DO THIS: Copy the records from the line containing "target: carved frieze" down to the line containing "[(180, 117), (180, 127), (190, 127), (190, 116)]", both ends included and requests kept, scaling only the outline coordinates in the answers by 0.35 and rounding each to a whole number, with halves rounded up. Leave the requests and their sample outputs unchanged, and omit the pictures.

DATASET ROWS:

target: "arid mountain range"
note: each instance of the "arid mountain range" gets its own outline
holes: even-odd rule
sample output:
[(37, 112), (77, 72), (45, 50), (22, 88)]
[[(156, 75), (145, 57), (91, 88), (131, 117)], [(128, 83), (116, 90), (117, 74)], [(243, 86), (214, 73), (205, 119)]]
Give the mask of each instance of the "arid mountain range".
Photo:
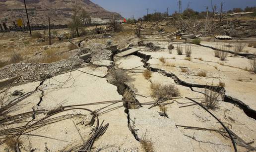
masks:
[[(88, 12), (91, 17), (109, 19), (113, 15), (122, 16), (106, 10), (89, 0), (26, 0), (31, 24), (48, 23), (48, 16), (56, 24), (68, 23), (72, 14), (72, 5), (76, 3)], [(26, 22), (23, 0), (0, 0), (0, 22), (12, 24), (17, 19), (23, 18)]]

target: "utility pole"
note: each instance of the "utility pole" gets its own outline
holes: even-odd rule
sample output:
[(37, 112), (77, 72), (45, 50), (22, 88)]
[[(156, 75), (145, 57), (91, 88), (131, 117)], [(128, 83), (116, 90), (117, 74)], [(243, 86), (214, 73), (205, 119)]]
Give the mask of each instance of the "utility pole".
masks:
[(48, 16), (48, 29), (49, 32), (49, 45), (51, 45), (51, 24), (50, 24), (50, 16)]
[(181, 13), (182, 12), (182, 0), (179, 0), (179, 8), (180, 9), (180, 13)]
[(147, 16), (148, 16), (148, 9), (149, 8), (146, 8), (146, 9), (147, 10)]
[(29, 33), (30, 33), (30, 36), (32, 36), (31, 29), (30, 28), (30, 24), (29, 24), (29, 19), (28, 19), (28, 11), (27, 10), (27, 6), (26, 5), (26, 1), (25, 1), (25, 0), (24, 0), (24, 4), (25, 5), (25, 9), (26, 9), (26, 13), (27, 14), (27, 18), (28, 19), (28, 28), (29, 29)]
[(221, 20), (222, 19), (222, 6), (223, 6), (223, 2), (221, 2), (221, 4), (220, 5), (220, 24), (221, 22)]

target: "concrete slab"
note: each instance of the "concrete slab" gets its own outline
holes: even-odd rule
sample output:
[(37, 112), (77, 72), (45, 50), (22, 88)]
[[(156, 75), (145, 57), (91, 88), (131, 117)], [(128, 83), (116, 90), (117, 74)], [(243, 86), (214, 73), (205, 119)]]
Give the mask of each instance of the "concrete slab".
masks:
[(124, 51), (120, 53), (116, 54), (116, 56), (118, 56), (118, 57), (123, 57), (123, 56), (135, 53), (135, 52), (138, 51), (139, 50), (140, 50), (140, 49), (139, 49), (132, 48), (131, 49), (128, 50), (127, 51)]
[(79, 56), (80, 58), (81, 58), (82, 59), (84, 60), (87, 60), (90, 57), (91, 57), (91, 55), (92, 54), (92, 53), (87, 53), (81, 55)]
[(111, 65), (113, 61), (107, 60), (97, 61), (92, 62), (92, 64), (99, 66), (109, 66)]

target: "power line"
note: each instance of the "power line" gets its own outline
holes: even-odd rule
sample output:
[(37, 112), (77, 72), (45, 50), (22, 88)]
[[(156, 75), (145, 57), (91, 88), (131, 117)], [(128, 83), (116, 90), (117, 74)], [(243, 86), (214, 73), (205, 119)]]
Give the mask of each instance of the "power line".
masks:
[(147, 10), (147, 16), (148, 15), (148, 9), (149, 8), (146, 8), (146, 9)]
[(180, 13), (181, 13), (182, 12), (182, 0), (179, 0), (179, 8), (180, 10)]

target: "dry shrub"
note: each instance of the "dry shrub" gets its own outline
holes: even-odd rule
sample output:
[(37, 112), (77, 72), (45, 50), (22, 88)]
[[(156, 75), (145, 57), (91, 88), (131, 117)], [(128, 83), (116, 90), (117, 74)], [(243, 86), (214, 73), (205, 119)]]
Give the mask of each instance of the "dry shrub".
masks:
[(166, 65), (168, 66), (171, 66), (171, 67), (175, 67), (175, 64), (174, 63), (171, 63), (169, 62), (166, 63)]
[(16, 150), (17, 145), (20, 145), (22, 144), (21, 141), (19, 139), (15, 137), (6, 137), (5, 144), (8, 148), (13, 150)]
[(211, 86), (209, 89), (204, 89), (204, 105), (208, 108), (214, 109), (219, 107), (220, 101), (218, 100), (220, 94), (217, 92), (217, 89)]
[(185, 57), (185, 60), (190, 61), (191, 61), (191, 58), (190, 57)]
[(169, 52), (170, 53), (172, 53), (172, 50), (174, 49), (174, 46), (173, 45), (170, 45), (168, 46)]
[(182, 70), (182, 72), (183, 72), (183, 73), (187, 73), (188, 72), (188, 69), (187, 68), (182, 68), (181, 70)]
[(199, 45), (201, 43), (201, 40), (198, 39), (195, 39), (192, 40), (192, 43), (195, 45)]
[(183, 53), (183, 49), (180, 45), (177, 45), (177, 54), (178, 55), (182, 55)]
[(152, 139), (147, 137), (146, 131), (140, 141), (141, 147), (146, 152), (154, 152), (154, 146)]
[(67, 46), (67, 48), (68, 48), (68, 51), (72, 51), (75, 49), (77, 49), (76, 47), (74, 46), (73, 45), (71, 44), (68, 44), (68, 46)]
[(23, 60), (23, 58), (19, 53), (14, 53), (10, 59), (11, 63), (19, 63)]
[(197, 76), (199, 77), (206, 77), (207, 76), (206, 72), (205, 71), (200, 71), (198, 73), (197, 73)]
[(220, 58), (220, 51), (214, 50), (214, 56)]
[(160, 104), (159, 105), (159, 110), (160, 110), (160, 111), (164, 112), (164, 113), (166, 113), (166, 112), (167, 112), (167, 106), (166, 105), (163, 105)]
[(34, 38), (42, 38), (43, 36), (40, 32), (37, 31), (33, 32), (32, 34), (32, 37)]
[(225, 87), (226, 85), (225, 84), (225, 83), (220, 81), (220, 82), (219, 83), (219, 86), (220, 86), (222, 87)]
[(128, 82), (130, 79), (126, 71), (123, 69), (113, 68), (109, 70), (108, 82), (117, 86), (118, 92), (120, 94), (124, 93), (125, 90), (124, 83)]
[(220, 53), (220, 58), (221, 60), (224, 61), (227, 56), (228, 56), (228, 53), (224, 52), (224, 51), (222, 51)]
[(246, 47), (246, 44), (242, 43), (238, 43), (235, 45), (234, 51), (235, 52), (243, 51)]
[(163, 64), (164, 64), (166, 62), (166, 61), (165, 60), (165, 58), (164, 58), (164, 57), (161, 57), (160, 58), (159, 58), (159, 61), (160, 62), (161, 62), (162, 63), (163, 63)]
[(186, 56), (191, 57), (191, 54), (192, 53), (192, 49), (191, 49), (191, 45), (186, 46), (185, 48), (185, 53)]
[(251, 60), (251, 69), (252, 71), (256, 73), (256, 59), (254, 59)]
[(125, 101), (129, 101), (130, 102), (126, 102), (126, 104), (128, 104), (128, 108), (130, 109), (135, 109), (138, 108), (138, 104), (136, 103), (136, 99), (134, 95), (131, 91), (128, 89), (126, 89), (124, 92), (123, 95), (123, 100)]
[(144, 71), (144, 72), (143, 72), (143, 76), (145, 79), (148, 80), (149, 80), (152, 77), (151, 71), (148, 70)]
[(174, 85), (161, 85), (153, 83), (151, 85), (151, 96), (158, 99), (170, 99), (180, 96), (179, 89)]

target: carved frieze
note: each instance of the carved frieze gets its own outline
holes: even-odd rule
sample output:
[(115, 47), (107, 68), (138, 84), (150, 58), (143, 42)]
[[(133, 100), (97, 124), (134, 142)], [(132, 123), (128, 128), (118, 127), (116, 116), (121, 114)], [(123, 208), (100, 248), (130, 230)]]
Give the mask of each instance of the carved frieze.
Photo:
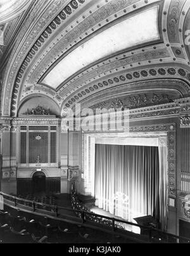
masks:
[(51, 110), (46, 110), (41, 106), (37, 106), (35, 108), (32, 108), (32, 110), (29, 110), (28, 108), (26, 113), (23, 115), (50, 115)]
[(180, 117), (180, 127), (190, 127), (190, 116)]

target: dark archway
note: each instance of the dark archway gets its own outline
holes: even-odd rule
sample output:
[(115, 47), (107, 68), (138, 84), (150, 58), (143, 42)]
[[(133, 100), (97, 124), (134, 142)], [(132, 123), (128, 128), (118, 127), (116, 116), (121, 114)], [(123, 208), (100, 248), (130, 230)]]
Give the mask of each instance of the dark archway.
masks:
[(33, 193), (46, 193), (46, 177), (42, 172), (36, 172), (32, 176)]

PROBLEM SOLUTION:
target: carved frieze
note: each instance of the carved frieze gets its own outline
holes: even-odd rule
sample output:
[(115, 47), (107, 68), (138, 84), (150, 58), (143, 42)]
[[(133, 100), (97, 124), (134, 142)], [(132, 123), (128, 128), (118, 127), (116, 116), (121, 114)], [(123, 208), (100, 248), (130, 230)]]
Give the mask of each instance of the carved frieze.
Photo:
masks:
[(18, 39), (16, 39), (14, 37), (13, 37), (12, 38), (11, 38), (11, 39), (10, 39), (10, 38), (9, 40), (8, 40), (18, 40)]
[(63, 41), (63, 44), (67, 44), (67, 41)]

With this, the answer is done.